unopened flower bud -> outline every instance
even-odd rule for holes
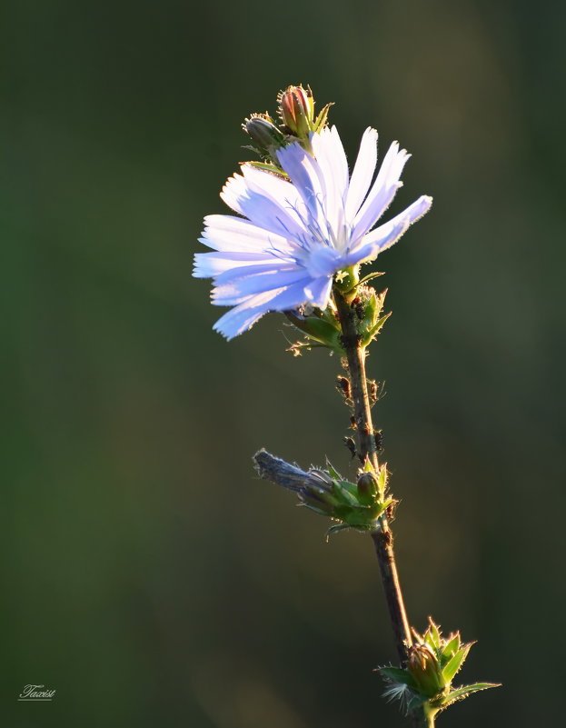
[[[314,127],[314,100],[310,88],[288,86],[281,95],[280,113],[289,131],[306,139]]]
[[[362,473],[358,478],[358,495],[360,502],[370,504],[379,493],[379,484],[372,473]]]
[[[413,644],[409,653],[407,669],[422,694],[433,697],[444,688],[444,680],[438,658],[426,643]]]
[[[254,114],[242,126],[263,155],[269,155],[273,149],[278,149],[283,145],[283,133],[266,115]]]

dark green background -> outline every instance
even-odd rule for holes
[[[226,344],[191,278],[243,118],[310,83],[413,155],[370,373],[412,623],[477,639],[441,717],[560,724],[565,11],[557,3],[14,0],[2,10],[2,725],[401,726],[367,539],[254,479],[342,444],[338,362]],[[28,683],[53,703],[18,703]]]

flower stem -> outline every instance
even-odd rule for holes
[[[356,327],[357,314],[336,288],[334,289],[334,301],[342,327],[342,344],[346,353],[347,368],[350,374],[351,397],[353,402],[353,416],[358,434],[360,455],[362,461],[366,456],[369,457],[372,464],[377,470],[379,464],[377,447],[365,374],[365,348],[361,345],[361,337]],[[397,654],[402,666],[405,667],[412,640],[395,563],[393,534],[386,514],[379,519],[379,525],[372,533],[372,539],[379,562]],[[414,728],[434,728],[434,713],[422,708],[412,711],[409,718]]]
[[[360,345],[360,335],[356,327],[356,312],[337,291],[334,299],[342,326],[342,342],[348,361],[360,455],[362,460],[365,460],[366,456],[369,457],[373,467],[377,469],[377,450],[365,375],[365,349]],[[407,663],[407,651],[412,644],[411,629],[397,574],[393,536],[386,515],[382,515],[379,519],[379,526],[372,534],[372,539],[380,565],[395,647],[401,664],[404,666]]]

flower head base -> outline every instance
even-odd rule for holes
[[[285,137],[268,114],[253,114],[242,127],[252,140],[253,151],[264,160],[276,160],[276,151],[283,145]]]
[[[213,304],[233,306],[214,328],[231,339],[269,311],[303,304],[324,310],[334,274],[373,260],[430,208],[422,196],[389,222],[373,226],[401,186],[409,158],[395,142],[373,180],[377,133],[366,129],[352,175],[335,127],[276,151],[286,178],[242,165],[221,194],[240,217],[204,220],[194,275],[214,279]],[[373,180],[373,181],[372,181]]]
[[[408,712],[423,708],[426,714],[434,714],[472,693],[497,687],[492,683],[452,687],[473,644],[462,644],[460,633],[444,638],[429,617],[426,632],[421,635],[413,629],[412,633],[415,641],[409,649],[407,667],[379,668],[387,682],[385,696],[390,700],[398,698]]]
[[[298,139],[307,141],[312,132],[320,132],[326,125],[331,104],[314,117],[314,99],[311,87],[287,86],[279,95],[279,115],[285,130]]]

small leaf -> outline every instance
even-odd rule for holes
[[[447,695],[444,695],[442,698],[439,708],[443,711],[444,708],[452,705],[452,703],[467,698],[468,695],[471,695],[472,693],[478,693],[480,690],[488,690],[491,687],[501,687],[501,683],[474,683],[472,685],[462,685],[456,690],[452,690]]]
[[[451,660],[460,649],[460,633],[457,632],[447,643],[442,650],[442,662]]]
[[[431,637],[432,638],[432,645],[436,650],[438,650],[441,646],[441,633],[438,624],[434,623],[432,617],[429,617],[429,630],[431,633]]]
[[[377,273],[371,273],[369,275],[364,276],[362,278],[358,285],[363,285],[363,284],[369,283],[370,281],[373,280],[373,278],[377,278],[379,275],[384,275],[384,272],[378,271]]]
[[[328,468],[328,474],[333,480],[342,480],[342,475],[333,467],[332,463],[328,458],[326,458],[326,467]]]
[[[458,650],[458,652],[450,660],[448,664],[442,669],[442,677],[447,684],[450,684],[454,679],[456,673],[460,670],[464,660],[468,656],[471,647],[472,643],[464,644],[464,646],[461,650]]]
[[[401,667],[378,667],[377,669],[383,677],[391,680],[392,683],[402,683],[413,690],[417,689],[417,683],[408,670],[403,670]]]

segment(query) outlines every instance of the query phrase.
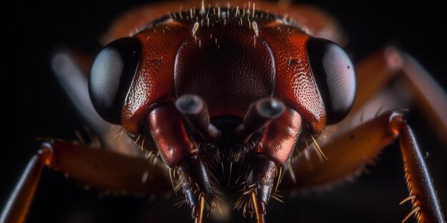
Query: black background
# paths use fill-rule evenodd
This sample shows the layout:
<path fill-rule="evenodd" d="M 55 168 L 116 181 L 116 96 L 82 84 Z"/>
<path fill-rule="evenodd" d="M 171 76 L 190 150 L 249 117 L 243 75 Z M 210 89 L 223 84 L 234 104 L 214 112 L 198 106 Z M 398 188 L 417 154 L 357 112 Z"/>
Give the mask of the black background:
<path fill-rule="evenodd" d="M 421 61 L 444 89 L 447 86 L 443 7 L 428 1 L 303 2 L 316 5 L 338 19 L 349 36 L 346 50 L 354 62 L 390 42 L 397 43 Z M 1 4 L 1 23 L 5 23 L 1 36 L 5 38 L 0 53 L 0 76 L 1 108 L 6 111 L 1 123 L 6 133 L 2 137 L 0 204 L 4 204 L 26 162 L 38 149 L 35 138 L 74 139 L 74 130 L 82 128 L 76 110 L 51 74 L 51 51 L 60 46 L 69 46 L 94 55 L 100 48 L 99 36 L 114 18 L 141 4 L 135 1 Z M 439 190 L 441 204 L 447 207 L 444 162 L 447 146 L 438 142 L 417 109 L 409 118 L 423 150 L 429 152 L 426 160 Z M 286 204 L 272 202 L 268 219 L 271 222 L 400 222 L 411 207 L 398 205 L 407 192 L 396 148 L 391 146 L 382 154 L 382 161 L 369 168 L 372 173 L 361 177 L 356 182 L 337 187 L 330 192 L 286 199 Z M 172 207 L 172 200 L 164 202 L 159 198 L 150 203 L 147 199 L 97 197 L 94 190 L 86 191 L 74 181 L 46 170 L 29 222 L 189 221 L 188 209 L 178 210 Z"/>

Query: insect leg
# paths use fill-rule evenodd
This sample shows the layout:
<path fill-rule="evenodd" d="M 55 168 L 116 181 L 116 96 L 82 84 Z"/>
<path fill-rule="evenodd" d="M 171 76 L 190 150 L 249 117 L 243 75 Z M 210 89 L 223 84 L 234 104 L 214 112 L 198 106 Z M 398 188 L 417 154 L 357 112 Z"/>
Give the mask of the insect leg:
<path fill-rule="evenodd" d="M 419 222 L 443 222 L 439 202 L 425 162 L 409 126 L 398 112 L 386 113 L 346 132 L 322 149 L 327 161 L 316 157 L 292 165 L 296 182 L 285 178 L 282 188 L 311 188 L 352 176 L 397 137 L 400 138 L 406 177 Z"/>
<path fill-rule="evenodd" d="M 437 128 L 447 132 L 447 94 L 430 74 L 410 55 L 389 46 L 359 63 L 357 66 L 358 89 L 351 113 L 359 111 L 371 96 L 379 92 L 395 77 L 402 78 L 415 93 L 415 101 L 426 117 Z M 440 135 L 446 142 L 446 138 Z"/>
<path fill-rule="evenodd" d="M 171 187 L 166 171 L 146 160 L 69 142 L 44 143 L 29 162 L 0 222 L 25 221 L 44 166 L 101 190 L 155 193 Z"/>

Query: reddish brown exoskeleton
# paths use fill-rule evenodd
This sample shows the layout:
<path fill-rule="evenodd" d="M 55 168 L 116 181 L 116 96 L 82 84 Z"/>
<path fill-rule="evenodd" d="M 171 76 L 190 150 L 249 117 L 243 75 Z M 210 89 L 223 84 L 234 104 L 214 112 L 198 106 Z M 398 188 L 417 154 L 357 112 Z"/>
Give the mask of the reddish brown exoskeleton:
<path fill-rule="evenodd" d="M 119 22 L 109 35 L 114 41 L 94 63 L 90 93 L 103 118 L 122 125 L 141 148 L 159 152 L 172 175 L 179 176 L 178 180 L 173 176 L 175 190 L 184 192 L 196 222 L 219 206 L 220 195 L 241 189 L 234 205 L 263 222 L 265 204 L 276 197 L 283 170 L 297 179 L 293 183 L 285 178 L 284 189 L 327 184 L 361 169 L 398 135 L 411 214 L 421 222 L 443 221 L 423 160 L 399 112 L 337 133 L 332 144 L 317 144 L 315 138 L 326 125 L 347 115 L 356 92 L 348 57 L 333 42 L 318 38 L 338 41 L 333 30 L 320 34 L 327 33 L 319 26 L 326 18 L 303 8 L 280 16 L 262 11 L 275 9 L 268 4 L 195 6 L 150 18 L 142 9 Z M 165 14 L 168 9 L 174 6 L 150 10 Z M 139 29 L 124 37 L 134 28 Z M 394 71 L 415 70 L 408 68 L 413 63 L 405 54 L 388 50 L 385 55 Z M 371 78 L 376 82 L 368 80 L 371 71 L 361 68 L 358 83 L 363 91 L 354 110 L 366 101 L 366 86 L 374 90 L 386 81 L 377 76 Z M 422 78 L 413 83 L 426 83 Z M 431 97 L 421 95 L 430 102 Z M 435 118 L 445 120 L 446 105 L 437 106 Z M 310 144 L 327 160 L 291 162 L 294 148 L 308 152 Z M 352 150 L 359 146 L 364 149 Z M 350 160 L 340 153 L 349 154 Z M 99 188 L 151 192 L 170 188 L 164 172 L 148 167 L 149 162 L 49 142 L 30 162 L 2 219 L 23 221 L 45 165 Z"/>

────

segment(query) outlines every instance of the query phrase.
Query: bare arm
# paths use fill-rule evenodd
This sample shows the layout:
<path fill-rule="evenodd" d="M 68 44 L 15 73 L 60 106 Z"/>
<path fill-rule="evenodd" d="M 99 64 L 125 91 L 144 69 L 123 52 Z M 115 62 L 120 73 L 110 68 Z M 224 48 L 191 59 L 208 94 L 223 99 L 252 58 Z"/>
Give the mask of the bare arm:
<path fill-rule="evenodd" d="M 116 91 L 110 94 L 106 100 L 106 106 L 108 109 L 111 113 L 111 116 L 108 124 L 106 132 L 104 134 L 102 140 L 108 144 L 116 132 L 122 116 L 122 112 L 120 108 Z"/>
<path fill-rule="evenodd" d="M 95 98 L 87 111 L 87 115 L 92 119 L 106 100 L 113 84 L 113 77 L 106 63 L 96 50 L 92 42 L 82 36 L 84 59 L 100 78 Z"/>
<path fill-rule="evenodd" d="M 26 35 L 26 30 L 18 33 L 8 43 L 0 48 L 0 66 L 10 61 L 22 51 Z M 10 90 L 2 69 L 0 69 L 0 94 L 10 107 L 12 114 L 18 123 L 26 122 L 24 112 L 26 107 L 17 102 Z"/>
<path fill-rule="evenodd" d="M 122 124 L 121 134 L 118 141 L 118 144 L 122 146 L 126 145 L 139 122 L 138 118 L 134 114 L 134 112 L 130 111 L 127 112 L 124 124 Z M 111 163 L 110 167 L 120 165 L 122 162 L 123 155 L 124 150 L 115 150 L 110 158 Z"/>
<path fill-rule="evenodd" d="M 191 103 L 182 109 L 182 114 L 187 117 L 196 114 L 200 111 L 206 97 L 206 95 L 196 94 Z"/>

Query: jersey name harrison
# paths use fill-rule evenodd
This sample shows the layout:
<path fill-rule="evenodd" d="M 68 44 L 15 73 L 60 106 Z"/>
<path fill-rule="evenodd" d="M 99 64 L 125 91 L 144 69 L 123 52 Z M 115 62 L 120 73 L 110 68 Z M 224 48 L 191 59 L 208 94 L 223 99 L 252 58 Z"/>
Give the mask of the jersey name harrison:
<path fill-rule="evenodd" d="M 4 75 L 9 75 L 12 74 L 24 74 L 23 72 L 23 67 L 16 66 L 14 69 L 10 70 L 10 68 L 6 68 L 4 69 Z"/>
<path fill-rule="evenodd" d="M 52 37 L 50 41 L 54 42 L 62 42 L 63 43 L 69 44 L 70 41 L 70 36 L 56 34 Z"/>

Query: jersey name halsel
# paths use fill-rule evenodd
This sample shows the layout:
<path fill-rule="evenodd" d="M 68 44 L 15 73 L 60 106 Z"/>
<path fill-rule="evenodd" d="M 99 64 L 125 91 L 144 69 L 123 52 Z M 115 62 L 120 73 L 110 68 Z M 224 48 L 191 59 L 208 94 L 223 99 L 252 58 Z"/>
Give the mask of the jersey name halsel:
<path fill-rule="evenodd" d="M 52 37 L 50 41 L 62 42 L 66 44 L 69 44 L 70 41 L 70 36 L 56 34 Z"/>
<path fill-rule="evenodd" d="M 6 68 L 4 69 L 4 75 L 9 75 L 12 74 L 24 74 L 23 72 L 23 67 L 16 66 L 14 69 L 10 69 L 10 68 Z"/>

────

Quote verbatim the lines above, from the one containing "Query: jersey name harrison" through the one containing "68 L 4 69 L", with both of those lines included.

## [Output for this exercise]
Query: jersey name harrison
# paths use fill-rule evenodd
This sample shows the layout:
<path fill-rule="evenodd" d="M 68 44 L 15 73 L 60 106 Z"/>
<path fill-rule="evenodd" d="M 99 64 L 125 91 L 144 69 L 123 52 Z M 115 62 L 120 73 L 110 68 Z M 224 48 L 191 59 L 208 94 L 223 99 L 252 58 Z"/>
Give the mask of the jersey name harrison:
<path fill-rule="evenodd" d="M 4 75 L 9 75 L 12 74 L 24 74 L 23 72 L 23 67 L 16 66 L 14 69 L 10 70 L 10 68 L 6 68 L 4 69 Z"/>
<path fill-rule="evenodd" d="M 52 37 L 50 41 L 54 42 L 62 42 L 63 43 L 69 44 L 70 41 L 70 36 L 56 34 Z"/>

Query: jersey name halsel
# paths use fill-rule evenodd
This sample shows the layout:
<path fill-rule="evenodd" d="M 68 44 L 15 73 L 60 106 Z"/>
<path fill-rule="evenodd" d="M 99 64 L 125 91 L 144 69 L 123 52 Z M 115 62 L 120 73 L 110 68 Z M 224 48 L 191 59 L 208 94 L 223 99 L 252 58 Z"/>
Give the mask of the jersey name halsel:
<path fill-rule="evenodd" d="M 52 37 L 50 41 L 62 42 L 66 44 L 69 44 L 70 41 L 70 36 L 56 34 Z"/>
<path fill-rule="evenodd" d="M 6 68 L 4 69 L 4 75 L 9 75 L 12 74 L 24 74 L 23 72 L 23 67 L 16 66 L 14 69 L 10 69 L 10 68 Z"/>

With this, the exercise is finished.